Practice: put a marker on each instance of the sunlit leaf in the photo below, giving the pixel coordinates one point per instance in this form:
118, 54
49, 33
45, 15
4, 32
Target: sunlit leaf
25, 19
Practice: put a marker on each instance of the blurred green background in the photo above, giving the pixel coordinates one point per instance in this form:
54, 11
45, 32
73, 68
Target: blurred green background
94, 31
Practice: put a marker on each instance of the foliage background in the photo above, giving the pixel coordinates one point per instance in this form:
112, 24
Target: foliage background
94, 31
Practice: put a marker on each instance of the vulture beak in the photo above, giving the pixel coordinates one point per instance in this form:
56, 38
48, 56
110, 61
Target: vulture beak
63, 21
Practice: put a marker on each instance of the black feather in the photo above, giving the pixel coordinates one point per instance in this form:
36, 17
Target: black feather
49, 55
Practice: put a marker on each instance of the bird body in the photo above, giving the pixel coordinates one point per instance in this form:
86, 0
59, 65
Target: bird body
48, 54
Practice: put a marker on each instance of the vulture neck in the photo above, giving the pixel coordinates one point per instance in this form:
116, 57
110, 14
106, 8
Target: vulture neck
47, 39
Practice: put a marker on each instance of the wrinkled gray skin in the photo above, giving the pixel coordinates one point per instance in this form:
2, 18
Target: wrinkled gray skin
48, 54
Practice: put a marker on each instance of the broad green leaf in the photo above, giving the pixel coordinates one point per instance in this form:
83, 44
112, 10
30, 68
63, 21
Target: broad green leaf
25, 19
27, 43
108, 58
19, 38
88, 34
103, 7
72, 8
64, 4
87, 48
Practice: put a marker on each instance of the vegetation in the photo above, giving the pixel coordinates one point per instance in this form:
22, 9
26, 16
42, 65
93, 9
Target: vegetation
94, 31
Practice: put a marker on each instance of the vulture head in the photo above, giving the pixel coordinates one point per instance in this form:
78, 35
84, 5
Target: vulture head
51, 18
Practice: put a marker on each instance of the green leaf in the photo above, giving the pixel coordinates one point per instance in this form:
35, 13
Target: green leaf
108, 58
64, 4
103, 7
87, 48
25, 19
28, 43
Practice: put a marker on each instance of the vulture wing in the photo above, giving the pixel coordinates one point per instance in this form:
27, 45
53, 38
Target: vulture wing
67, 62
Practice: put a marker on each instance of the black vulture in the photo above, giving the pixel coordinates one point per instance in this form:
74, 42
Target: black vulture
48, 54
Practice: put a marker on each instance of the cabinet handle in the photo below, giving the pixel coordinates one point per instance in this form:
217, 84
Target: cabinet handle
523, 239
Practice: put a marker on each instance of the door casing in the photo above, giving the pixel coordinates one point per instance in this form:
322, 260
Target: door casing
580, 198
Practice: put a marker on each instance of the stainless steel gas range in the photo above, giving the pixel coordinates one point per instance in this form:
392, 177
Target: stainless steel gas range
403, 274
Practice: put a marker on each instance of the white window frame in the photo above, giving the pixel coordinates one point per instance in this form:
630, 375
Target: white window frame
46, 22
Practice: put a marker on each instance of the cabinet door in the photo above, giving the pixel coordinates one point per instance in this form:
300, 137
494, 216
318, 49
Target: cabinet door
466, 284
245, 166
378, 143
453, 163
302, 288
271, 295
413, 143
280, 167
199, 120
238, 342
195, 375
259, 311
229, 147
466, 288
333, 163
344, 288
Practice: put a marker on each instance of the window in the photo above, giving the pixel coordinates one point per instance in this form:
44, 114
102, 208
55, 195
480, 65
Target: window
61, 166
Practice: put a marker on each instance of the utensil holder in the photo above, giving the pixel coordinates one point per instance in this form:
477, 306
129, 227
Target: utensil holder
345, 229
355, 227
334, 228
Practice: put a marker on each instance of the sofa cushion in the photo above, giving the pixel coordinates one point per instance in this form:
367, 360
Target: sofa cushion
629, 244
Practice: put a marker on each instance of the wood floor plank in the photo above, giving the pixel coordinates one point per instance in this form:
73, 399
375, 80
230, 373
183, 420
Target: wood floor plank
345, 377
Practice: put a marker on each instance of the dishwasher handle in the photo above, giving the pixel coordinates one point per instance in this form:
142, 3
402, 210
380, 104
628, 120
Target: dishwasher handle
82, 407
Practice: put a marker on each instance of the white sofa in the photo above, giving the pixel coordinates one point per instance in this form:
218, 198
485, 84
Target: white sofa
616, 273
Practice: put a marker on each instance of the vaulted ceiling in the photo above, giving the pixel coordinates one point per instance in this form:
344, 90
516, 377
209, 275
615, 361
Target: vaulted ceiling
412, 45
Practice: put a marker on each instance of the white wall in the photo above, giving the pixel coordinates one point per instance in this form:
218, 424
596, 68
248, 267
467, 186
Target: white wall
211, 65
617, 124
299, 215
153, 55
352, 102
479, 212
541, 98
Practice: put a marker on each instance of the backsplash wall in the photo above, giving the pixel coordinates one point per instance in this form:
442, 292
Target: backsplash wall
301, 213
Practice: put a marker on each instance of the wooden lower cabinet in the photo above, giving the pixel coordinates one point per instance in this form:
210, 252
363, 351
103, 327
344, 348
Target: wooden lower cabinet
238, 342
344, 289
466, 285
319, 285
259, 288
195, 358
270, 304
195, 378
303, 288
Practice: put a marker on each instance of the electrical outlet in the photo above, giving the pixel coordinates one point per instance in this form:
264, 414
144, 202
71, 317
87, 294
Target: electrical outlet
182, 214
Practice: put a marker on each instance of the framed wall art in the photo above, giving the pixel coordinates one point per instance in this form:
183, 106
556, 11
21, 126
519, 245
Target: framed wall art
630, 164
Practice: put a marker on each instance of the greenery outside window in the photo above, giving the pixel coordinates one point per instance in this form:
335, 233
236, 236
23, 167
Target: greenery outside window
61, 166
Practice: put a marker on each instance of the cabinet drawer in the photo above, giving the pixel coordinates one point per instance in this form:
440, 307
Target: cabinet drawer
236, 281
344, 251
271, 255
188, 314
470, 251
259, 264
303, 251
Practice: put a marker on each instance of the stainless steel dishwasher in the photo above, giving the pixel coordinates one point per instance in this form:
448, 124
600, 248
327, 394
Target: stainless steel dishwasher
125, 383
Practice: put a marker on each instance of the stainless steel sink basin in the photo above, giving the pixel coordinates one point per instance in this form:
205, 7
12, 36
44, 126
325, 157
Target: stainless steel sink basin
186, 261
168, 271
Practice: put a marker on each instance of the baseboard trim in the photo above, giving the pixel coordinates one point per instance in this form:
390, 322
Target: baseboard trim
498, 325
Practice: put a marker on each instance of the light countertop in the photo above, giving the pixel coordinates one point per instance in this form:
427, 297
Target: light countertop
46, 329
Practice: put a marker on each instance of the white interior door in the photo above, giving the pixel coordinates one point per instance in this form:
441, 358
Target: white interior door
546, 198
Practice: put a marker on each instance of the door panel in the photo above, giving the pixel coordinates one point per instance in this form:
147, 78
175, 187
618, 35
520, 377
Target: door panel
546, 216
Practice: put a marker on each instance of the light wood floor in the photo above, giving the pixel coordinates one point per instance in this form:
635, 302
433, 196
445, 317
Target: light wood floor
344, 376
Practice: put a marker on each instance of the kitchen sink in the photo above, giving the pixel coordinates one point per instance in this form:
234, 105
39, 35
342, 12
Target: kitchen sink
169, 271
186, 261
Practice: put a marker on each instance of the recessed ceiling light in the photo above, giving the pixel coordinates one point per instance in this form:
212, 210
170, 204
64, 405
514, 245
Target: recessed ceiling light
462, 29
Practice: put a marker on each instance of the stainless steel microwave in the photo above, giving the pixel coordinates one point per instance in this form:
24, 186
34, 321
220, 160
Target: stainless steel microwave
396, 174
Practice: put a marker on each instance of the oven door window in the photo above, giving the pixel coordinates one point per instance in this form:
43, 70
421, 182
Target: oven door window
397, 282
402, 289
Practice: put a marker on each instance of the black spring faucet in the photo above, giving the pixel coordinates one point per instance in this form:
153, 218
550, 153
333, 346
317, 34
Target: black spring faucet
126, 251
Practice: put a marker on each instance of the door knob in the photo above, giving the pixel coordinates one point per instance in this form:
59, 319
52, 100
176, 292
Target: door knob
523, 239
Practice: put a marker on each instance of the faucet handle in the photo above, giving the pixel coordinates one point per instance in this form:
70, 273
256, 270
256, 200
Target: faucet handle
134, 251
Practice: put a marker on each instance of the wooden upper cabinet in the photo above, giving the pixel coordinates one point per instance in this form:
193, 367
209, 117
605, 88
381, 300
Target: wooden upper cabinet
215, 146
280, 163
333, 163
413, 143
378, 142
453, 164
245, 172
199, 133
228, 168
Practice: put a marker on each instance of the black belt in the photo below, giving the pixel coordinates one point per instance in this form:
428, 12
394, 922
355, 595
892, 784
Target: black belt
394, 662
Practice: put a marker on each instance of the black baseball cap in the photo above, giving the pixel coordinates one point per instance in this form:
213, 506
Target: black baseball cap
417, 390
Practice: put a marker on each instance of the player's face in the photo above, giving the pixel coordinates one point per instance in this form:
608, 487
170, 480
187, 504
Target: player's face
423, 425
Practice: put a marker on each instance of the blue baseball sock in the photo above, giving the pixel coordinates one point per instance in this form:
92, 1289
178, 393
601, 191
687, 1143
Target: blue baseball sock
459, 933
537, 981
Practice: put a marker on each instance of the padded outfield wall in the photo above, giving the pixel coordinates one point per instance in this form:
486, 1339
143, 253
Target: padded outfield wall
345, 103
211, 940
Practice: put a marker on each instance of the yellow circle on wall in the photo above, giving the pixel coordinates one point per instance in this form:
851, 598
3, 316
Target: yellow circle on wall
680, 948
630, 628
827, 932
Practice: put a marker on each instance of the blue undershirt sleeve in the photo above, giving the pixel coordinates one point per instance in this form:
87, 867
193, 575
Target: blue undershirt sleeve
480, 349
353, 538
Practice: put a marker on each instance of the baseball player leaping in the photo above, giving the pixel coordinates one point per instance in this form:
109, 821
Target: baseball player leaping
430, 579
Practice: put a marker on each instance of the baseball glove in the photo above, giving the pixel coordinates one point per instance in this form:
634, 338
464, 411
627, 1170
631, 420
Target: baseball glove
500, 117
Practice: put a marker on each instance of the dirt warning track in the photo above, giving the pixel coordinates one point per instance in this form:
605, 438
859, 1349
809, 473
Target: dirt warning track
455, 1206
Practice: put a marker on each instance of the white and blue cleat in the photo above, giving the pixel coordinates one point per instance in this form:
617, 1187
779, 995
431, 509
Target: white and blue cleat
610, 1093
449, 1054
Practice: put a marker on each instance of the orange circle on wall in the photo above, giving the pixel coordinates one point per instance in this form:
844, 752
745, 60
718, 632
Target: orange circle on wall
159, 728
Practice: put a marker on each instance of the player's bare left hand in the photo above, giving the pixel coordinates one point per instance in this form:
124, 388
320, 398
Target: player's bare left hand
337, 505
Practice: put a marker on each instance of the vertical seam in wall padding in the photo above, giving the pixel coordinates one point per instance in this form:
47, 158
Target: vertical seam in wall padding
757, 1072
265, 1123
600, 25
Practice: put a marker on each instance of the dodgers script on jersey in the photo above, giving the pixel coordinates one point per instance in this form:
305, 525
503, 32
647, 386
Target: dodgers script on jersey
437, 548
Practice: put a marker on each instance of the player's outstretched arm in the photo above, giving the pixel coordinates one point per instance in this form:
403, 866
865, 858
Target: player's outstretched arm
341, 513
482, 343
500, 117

· · · · ·

- _Work to do_: The line containing "Practice: put a marker on each instance of the player's bare" marks the start; retype it and each line after it through the end of the records above, exactly.

- _Answer to this problem_:
Practice: put a marker on each instance of the player's bare left hand in the photo above, giving the pixel coordinates one point per instance in this form:
124, 388
320, 398
Target: player's bare left hand
337, 505
Practice: put a marker on each instance of the vertical seam in wall padding in the photo above, giving the pixel coordinates one point per instance in this form:
47, 158
Target: vertical seam in wall padding
757, 1072
265, 1123
600, 25
Practice: put a marker on each instance of the dodgers script on jersey in the photo above, giving the pixel coordinates one point per instance in this form:
305, 525
503, 32
647, 386
Target: dodgers script on jersey
437, 548
Practice: put a marker on each instance of the player's outstretched arm in the photo above, giving the pixel coordinates one point per instance in this form:
403, 866
865, 858
Target: player's outstretched arm
341, 513
482, 343
500, 117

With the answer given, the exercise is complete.